***** Excerpted text

What source code and what machine code is actually being executed on some particular substrate is an empirical fact about the world, so in general, an AI (or a human) might learn it the way we learn any other fact - by making inferences from observations of the world.
For example, maybe you hook up a debugger or a waveform reader to the AI's CPU to get a memory dump, reverse engineer the running code from the memory dump, and then prove some properties you care about follow inevitably from running the code you reverse engineered.
In general though, this is a pretty hard, unsolved problem - you probably run into a bunch of issues related to embedded agency pretty quickly.
To get an intuition for why these problems might be possible to solve, consider the tools that humans who want to cooperate or verify each other's decision processes might use in more restricted circumstances.
For example, maybe two governments which distrust each other conduct a hostage exchange by meeting in a neutral country, and bring lots of guns and other hostages they intend not to exchange that day. Each government publicly declares that if the hostage exchange doesn't go well, they'll shoot a bunch of the extra hostages.

**********
***** Data section

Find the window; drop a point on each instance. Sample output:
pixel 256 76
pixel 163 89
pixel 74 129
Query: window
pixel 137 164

**********

Your tasks
1. According to the excerpted text, where do the two governments that distrust each other meet for their hostage exchange?
2. Update the excerpted text from "In general though, this" up to and including "more restricted circumstances.", replacing "embedded agency" with "self-reference".
The records come from a different source than the text.

Solutions
1. They meet in a neutral country.

2.
In general though, this is a pretty hard, unsolved problem - you probably run into a bunch of issues related to self-reference pretty quickly.
To get an intuition for why these problems might be possible to solve, consider the tools that humans who want to cooperate or verify each other's decision processes might use in more restricted circumstances.